REQUIREMENTS: Rewrite the stretch of records from the line that contains "Please point out the stainless steel refrigerator" through the end of the records, swapping "white" for "cream" and leaving everything else as it is. Leave the pictures out of your answer.

MATERIAL PROVIDED:
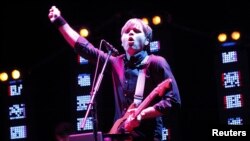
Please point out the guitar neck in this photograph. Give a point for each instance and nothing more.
(145, 103)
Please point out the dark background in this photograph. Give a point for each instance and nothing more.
(188, 35)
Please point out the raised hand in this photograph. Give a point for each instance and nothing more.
(54, 12)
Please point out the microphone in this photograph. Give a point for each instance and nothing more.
(109, 47)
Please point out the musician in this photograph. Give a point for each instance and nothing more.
(135, 40)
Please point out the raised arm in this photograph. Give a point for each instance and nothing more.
(69, 34)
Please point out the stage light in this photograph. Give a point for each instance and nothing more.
(156, 20)
(3, 76)
(235, 35)
(15, 74)
(84, 32)
(222, 37)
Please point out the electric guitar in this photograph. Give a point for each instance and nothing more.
(159, 90)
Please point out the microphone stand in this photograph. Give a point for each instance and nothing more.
(93, 94)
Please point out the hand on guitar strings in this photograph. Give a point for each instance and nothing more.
(132, 121)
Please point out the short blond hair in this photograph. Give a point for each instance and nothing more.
(146, 28)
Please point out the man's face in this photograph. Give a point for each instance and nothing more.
(133, 38)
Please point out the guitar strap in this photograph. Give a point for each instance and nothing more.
(140, 84)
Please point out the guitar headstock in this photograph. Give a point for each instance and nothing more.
(163, 86)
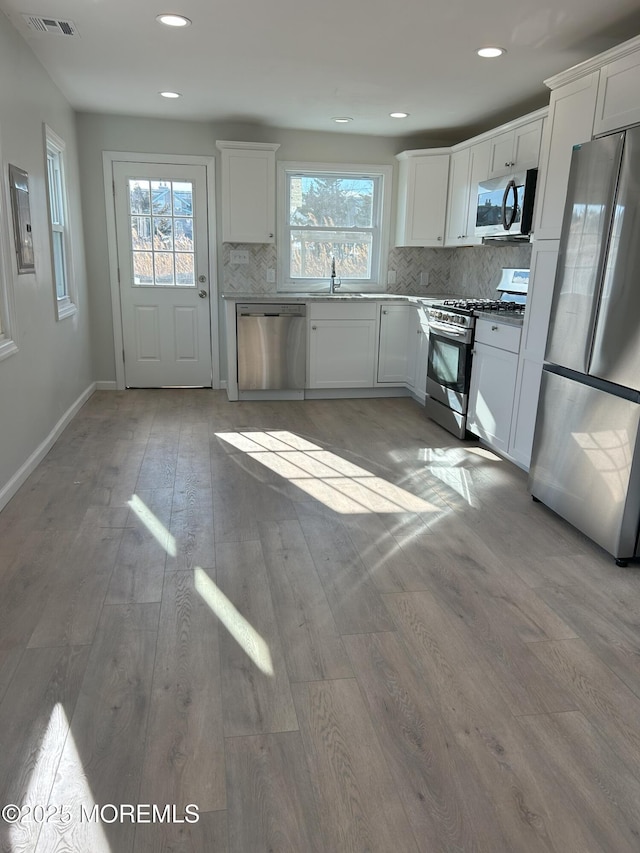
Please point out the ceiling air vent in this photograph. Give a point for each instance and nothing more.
(51, 25)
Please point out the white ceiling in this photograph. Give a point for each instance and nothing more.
(296, 63)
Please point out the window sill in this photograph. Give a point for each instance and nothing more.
(66, 309)
(7, 348)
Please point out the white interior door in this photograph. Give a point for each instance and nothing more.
(163, 262)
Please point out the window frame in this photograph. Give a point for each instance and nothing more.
(380, 227)
(55, 148)
(8, 344)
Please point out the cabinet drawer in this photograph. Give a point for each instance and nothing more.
(342, 311)
(497, 334)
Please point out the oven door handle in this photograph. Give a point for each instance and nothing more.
(448, 330)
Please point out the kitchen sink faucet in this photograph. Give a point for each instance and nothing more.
(333, 285)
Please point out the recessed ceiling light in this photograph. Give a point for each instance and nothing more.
(170, 19)
(490, 52)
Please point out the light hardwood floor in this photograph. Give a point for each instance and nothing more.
(327, 624)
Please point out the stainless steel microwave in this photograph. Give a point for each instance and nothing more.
(504, 207)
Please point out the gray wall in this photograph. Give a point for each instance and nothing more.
(53, 365)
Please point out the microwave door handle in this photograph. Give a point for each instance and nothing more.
(511, 187)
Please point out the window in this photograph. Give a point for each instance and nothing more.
(59, 225)
(333, 216)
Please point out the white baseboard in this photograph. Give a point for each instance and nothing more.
(9, 489)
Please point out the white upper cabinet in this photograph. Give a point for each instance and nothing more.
(570, 122)
(469, 166)
(458, 203)
(248, 192)
(618, 102)
(422, 197)
(515, 150)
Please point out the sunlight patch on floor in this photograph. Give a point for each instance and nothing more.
(242, 631)
(339, 484)
(58, 826)
(153, 524)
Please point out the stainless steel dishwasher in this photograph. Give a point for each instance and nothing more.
(271, 346)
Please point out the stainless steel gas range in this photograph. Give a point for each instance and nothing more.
(451, 332)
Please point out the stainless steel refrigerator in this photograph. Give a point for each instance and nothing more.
(586, 452)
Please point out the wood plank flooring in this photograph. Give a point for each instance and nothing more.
(328, 625)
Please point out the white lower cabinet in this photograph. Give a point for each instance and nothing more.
(418, 353)
(342, 345)
(493, 382)
(393, 347)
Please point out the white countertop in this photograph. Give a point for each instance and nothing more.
(333, 297)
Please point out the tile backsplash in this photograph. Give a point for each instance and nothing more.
(472, 271)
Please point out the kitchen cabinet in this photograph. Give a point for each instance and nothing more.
(248, 192)
(544, 258)
(618, 105)
(393, 344)
(493, 381)
(418, 353)
(422, 197)
(342, 343)
(515, 150)
(570, 121)
(469, 166)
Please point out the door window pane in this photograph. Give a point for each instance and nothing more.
(139, 197)
(162, 244)
(185, 271)
(163, 267)
(142, 268)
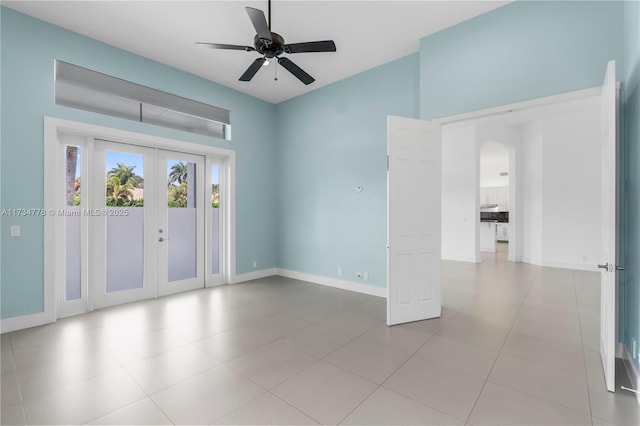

RESULT OF THE EXERCISE:
Please point out the stainless steel refrigerator in this photograph. Give a point for each instance and nothing more.
(586, 452)
Please point out the wood plank flooring in this photograph. Give a point for each instance and nothing more.
(328, 625)
Please point out the cream lower cabinet in this photograph. Give a point for each instance and nothing more.
(418, 353)
(342, 345)
(493, 382)
(393, 347)
Please point out the cream countertop in this photograph. Give a point for each instance and nothing more.
(333, 297)
Please point out the tile backsplash in this photograph. Give a point for each instance and nothing more.
(472, 271)
Please point out the kitchen cabinet in this photograph. Give a point for each instance and nothing more.
(248, 192)
(544, 258)
(618, 105)
(393, 344)
(493, 381)
(418, 353)
(422, 197)
(342, 343)
(515, 150)
(570, 121)
(469, 166)
Please point out the door window pane in this photograph. Give a point for each instance and nothing more.
(139, 197)
(162, 244)
(185, 271)
(163, 267)
(142, 268)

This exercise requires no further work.